→ Task goal
Repeat the entries that appear below, exactly as they are given.

→ Source material
# # # # #

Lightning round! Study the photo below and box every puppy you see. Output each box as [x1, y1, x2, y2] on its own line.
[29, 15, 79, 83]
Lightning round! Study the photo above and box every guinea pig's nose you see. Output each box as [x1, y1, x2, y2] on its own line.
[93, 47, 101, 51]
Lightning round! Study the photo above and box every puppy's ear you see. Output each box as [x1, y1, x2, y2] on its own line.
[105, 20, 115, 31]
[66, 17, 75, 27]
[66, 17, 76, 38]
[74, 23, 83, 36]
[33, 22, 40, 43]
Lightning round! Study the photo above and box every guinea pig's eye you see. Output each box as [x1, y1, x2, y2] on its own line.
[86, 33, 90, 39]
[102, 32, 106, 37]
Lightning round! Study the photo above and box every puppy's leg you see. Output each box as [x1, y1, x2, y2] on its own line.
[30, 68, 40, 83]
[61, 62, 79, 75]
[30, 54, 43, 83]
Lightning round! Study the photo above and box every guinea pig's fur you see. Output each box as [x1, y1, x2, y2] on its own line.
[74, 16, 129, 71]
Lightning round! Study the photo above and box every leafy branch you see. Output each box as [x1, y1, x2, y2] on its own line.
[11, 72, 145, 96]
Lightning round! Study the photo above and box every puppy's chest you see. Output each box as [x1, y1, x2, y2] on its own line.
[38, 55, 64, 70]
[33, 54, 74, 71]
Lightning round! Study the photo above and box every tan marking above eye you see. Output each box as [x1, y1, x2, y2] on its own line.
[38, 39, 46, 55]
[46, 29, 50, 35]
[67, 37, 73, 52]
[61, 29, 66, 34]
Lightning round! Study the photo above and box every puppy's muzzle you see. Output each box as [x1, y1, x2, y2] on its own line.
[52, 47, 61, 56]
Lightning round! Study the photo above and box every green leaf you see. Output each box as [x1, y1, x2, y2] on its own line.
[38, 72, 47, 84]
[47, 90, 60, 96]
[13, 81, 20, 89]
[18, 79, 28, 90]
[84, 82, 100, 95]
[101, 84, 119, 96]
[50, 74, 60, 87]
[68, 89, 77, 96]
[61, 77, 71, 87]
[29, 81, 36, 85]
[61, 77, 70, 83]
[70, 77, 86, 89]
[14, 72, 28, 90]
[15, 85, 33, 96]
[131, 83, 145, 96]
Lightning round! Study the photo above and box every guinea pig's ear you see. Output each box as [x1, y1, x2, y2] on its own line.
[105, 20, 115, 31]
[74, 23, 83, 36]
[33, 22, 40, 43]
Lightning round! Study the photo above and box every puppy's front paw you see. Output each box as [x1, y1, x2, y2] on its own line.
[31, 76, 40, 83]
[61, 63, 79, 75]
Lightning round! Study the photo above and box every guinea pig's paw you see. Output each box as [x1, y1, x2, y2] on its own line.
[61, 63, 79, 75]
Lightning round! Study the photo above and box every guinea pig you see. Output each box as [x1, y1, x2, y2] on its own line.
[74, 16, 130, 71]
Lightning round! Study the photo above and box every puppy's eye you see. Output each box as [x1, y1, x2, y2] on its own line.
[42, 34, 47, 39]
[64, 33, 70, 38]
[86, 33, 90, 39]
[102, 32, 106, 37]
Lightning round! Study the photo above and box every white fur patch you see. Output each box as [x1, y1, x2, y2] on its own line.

# # # # #

→ Output for this exercise
Lightning round! Study the photo below and box every puppy you see. Output each box as [x1, y1, x2, y2] on its own line.
[29, 15, 79, 83]
Lightning round! Study the photo above and box every guinea pig's nose you see. Output each box as [x1, y1, x2, y2] on its own line.
[93, 47, 101, 51]
Lightning round! Study the photo above and box every puppy's ear you see. Output each box as [x1, y1, x2, y2] on its own line.
[105, 20, 115, 31]
[66, 17, 75, 27]
[66, 17, 76, 38]
[74, 23, 83, 36]
[33, 22, 40, 43]
Lightning round! Study the photo above and box every guinea pig's eye you see. Output each box as [x1, y1, x2, y2] on its own line.
[86, 33, 90, 39]
[102, 32, 106, 37]
Lightning round! Study the photo above and box every puppy's leg you see. Output each box as [x1, y1, x2, y2] on its own line.
[30, 68, 40, 83]
[61, 62, 79, 75]
[30, 54, 43, 83]
Lightning round! Study the photo above and box every guinea pig's fur you see. Output each box as [x1, y1, x2, y2] on its own line.
[74, 16, 129, 71]
Lightning round! Study the photo above and box every leafy branch you see. Output each box as [x1, y1, x2, y2] on its own line.
[11, 72, 145, 96]
Lightning round! Study the photo above and box every puppy's chest you see. Output each box as [x1, y1, x2, y2] on its own line.
[38, 55, 64, 70]
[33, 54, 74, 71]
Lightning round! Study the photo above and box every tan marking above eye you see. Output each box as [x1, y1, x2, y2] on its own line.
[38, 39, 46, 55]
[46, 29, 50, 35]
[67, 37, 73, 52]
[61, 29, 66, 34]
Lightning round! Study the photo above and box every puppy's muzzle you see. Output each box as [x1, y1, x2, y2] on its own line.
[52, 47, 61, 56]
Lightning round! Study the photo above and box every green leaf you see. Output each box as [x1, y1, x2, y2] on its own line.
[38, 72, 47, 84]
[47, 90, 60, 96]
[13, 81, 20, 89]
[18, 79, 28, 90]
[84, 82, 100, 95]
[101, 84, 119, 96]
[50, 74, 60, 87]
[68, 89, 77, 96]
[61, 77, 71, 87]
[29, 81, 36, 85]
[61, 77, 70, 83]
[70, 77, 86, 89]
[14, 72, 28, 90]
[15, 85, 33, 96]
[131, 83, 145, 96]
Lightning round! Study the photo above and box every guinea pig's ear you see. Output each box as [x1, y1, x2, y2] on its own line.
[105, 20, 115, 31]
[74, 23, 83, 36]
[33, 22, 40, 43]
Lightning round! Study the photo above and box every puppy's front paw you see. Output each box as [x1, y1, x2, y2] on its own line.
[31, 76, 40, 83]
[61, 63, 79, 75]
Lightning round! Study the photo above and box every guinea pig's paw you see. Output each box as [x1, y1, x2, y2] on its own line.
[61, 63, 79, 75]
Lightning round! Study the photo above and box every guinea pig you see. Output each box as [x1, y1, x2, y2] on its own line.
[74, 16, 130, 71]
Lightning round! Study the photo above and box every puppy's eye you see. Output each box as [x1, y1, x2, y2] on its own line.
[42, 34, 47, 39]
[64, 33, 70, 38]
[86, 33, 90, 39]
[102, 32, 106, 37]
Lightning round! Study the photo above and box every white fur patch you see. Output each box as [x1, y1, x2, y2] on its own line.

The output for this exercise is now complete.